[Stored dataset items]

--- START ---

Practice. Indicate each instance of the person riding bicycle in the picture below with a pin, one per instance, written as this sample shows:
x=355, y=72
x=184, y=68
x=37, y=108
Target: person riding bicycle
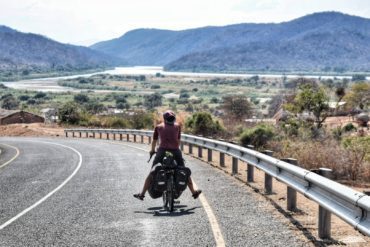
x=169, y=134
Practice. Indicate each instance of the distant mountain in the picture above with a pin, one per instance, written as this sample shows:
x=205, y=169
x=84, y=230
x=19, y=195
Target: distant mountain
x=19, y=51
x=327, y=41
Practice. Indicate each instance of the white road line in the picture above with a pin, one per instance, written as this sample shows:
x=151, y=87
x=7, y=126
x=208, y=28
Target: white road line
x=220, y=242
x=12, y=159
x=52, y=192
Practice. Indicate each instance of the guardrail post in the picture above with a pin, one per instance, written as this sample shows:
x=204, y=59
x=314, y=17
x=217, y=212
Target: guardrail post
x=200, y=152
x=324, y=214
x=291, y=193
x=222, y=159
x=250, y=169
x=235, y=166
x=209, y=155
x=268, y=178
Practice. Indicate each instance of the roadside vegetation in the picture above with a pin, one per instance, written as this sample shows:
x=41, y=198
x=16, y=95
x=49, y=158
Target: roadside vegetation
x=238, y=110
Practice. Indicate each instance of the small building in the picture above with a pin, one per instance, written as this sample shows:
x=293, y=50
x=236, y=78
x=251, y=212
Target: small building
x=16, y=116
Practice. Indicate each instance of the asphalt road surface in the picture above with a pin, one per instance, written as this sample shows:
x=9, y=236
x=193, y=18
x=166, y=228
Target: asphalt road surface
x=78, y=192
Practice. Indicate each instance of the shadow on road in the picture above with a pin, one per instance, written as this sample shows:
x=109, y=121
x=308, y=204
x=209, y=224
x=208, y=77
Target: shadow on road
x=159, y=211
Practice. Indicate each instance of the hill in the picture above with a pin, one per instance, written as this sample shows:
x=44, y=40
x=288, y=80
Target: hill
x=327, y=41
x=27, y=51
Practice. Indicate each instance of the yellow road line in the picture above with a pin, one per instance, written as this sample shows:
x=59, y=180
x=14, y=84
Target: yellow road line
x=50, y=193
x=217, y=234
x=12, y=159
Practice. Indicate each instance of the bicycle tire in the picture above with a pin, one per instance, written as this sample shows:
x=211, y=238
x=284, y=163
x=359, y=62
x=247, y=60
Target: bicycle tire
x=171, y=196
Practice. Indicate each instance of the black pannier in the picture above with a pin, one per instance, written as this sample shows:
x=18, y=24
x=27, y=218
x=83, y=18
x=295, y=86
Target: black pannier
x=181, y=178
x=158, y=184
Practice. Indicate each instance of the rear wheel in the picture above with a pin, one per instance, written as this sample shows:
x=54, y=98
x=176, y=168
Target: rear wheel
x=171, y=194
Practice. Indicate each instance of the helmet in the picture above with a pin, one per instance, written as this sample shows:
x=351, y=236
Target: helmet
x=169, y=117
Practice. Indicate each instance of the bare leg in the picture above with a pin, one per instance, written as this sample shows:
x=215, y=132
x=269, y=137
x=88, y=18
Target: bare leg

--- END ---
--- START ---

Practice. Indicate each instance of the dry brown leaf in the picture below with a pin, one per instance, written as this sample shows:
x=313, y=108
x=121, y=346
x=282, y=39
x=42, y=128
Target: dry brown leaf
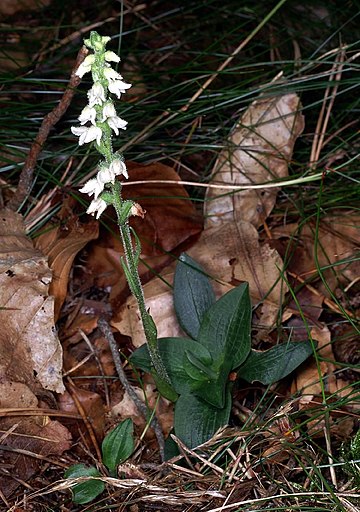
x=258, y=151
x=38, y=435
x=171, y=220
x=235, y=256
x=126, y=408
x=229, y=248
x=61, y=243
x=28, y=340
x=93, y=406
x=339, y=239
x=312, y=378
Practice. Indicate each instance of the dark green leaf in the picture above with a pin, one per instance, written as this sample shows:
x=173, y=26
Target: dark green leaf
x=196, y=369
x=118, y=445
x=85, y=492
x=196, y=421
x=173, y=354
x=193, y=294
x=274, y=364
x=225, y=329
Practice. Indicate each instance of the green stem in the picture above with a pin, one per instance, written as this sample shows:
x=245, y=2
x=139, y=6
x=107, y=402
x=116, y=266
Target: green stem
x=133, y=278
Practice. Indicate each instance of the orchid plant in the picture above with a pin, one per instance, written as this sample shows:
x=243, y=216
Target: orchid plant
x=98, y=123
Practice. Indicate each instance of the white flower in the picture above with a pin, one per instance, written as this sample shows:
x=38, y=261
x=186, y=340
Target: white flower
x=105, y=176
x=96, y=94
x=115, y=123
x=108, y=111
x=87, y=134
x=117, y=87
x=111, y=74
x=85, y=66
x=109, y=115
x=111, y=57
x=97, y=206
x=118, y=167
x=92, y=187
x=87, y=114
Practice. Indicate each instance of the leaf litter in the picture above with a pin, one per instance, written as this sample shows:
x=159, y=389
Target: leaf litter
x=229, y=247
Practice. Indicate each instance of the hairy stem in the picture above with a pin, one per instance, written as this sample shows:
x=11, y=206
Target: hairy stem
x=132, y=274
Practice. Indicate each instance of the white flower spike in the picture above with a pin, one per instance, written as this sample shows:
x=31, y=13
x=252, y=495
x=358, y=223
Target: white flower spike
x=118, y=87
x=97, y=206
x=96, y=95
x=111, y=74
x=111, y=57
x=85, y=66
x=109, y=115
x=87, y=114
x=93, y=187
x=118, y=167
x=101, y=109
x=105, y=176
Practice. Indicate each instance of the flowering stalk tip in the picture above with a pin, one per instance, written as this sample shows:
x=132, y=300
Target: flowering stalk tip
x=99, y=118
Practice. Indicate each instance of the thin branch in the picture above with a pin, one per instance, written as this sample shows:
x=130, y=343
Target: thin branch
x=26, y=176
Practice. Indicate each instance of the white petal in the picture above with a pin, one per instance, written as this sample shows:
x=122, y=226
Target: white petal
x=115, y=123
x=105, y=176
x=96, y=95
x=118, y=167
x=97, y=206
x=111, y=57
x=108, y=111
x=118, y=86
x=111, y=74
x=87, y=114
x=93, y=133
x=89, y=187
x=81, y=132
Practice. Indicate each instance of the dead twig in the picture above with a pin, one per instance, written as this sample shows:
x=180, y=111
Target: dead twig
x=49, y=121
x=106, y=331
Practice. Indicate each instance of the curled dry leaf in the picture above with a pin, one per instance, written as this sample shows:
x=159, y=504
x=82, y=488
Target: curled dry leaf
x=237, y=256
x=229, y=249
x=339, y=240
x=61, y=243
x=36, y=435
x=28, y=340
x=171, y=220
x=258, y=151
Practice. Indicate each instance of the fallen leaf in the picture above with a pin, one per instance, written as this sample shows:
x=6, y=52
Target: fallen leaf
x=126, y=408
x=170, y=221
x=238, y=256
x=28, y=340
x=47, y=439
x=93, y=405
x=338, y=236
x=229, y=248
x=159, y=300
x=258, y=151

--- END ---

Exercise goal: Work out how many lines in the data contain "bare" and state that number with nothing added.

Response to this task: 2